_DOCUMENT EXTRACT_

As Medicare and private insurers continue to struggle with implementing accountable care organization- and population-linked payments, an increasing amount of attention is being paid to a less expansive but almost as complex method of shifting risk to hospitals and physicians: paying a fixed price for an episode of care, or bundling.
Who Owns What Happens Next?
May 9, 2016
By JEFF GOLDSMITH
As Medicare and private insurers continue to struggle with implementing accountable care organization- and population-linked payments, an increasing amount of attention is being paid to a less expansive but almost as complex method of shifting risk to hospitals and physicians: paying a fixed price for an episode of care, or bundling. The key question about bundling is: Who owns the responsibility for assuring a successful recovery from clinical interventions?
Bundled payment is designed to focus attention on care coordination and delivering a complete clinical solution to a complex medical problem. Unless resource consumption and the patient’s progress through the episode are managed tightly, hospitals and others accepting bundled payments are at risk of significant operating losses as well as poor clinical results.
Acute care over quickly
As most of my friends and all of my family know, I spent a good portion of 2015 intensively using the health system I have worked in for 40 years. It was an eye-opening experience. Beginning in December 2014 with a scary cancer diagnosis, then nerve grafting in my right hand in October 2015 and a hip replacement in November, I experienced three surgical interventions in three different places (two academic health centers away from home and my local community hospital in Virginia). All of the interventions were successful, and after a period of recovery and rehabilitation, I returned, healthy and disease free, to my active life.
The biggest surprise in my patient experiences: how fast the acute phase of my care was over! In two of my three surgeries, I was out on the street with a sheaf of discharge papers in my hand, barely conscious of the magnitude of the intervention within 24 hours of waking up from surgery. In the third case, pain control issues prolonged my hospital stay for about a week.
Having surmounted the intensive procedures, however, the real risks lay ahead in recovery. This took place at home and, in two cases, at the home of family friends. My principal caregivers were family members. The immediate aftermath of surgery exposes the patient not only to infection but also cardiac problems, possible drug reactions and the risk of bleeding in the affected area. It is a fraught period both for patients and for family caregivers, who often by default are the ultimate guarantors of service continuity and their loved one’s safety.

_WORK REQUIRED_
Pick up the essay on bundled payment and who is responsible for surgical recovery after its last sentence, and write the next few paragraphs.

_DATA EXTRACT_

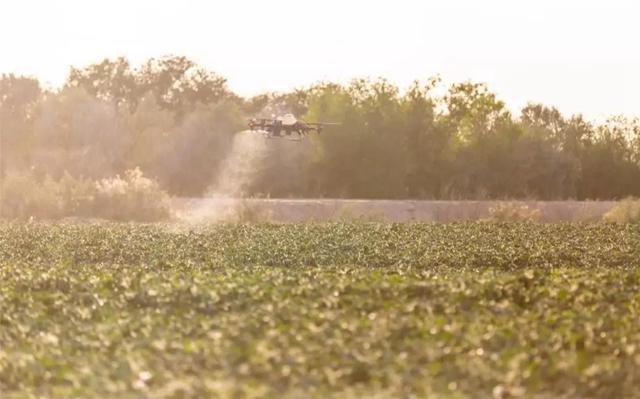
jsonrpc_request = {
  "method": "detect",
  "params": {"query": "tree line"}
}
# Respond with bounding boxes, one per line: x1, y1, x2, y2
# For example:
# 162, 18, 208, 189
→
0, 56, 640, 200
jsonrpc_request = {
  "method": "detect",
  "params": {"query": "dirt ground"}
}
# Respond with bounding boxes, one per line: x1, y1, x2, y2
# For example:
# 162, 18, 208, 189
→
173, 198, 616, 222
---
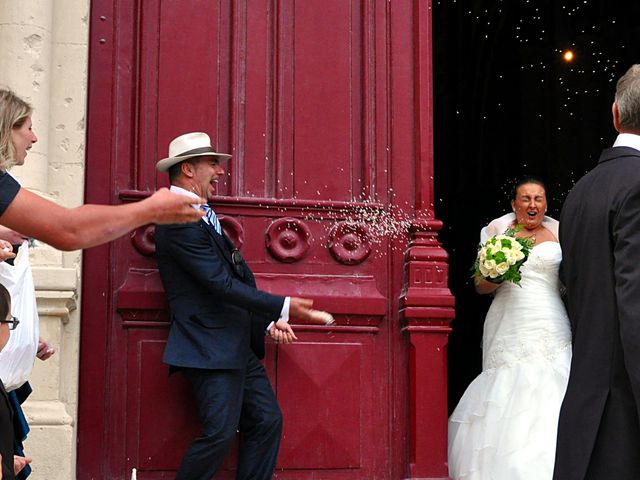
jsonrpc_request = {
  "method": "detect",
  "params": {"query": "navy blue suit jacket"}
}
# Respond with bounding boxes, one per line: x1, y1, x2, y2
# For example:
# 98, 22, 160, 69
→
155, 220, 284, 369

_TASK ANSWER_
Traditionally, the hospital’s responsibility ended abruptly upon discharge. In candor, the discharge process often was not focused on patient outcomes. In many institutions, the main focus was on clearing the bed and making sure the patient had a safe ride home. All too often, patients were “thrown over the fence” in hopes the family was ready to catch them.
This sudden cessation of responsibility poses a great risk not only to the patient but to the hospital under present Medicare payment rules if the patient re-presents to the hospital as an “unnecessary” readmission. Under bundling, however, excessive or poorly coordinated aftercare will expose the care system to unreimbursed post-acute costs as well as poor outcome and patient satisfaction scores. The “transitions of care” that take place after the acute phase are the biggest challenge to care systems under bundling.
As can be seen from this graphic, each type of medical problem has its own ecology of post-acute service use. When we look at different episodes, the majority of costs are not for acute care but rather for physician services, home health, rehabilitation and skilled care in most clinical problems (valve repair being the notable exception).
Scheduling and coordinating all these services is a huge challenge, all too often left to the family or the patient. This hassle is followed directly by the logistical challenge of showing up for the services. Each service may require the patient to reregister, provide a history and submit to screening and assessment. It is an exhausting gantlet of duplicative information provision, telephone appointment trees and medical record transfers.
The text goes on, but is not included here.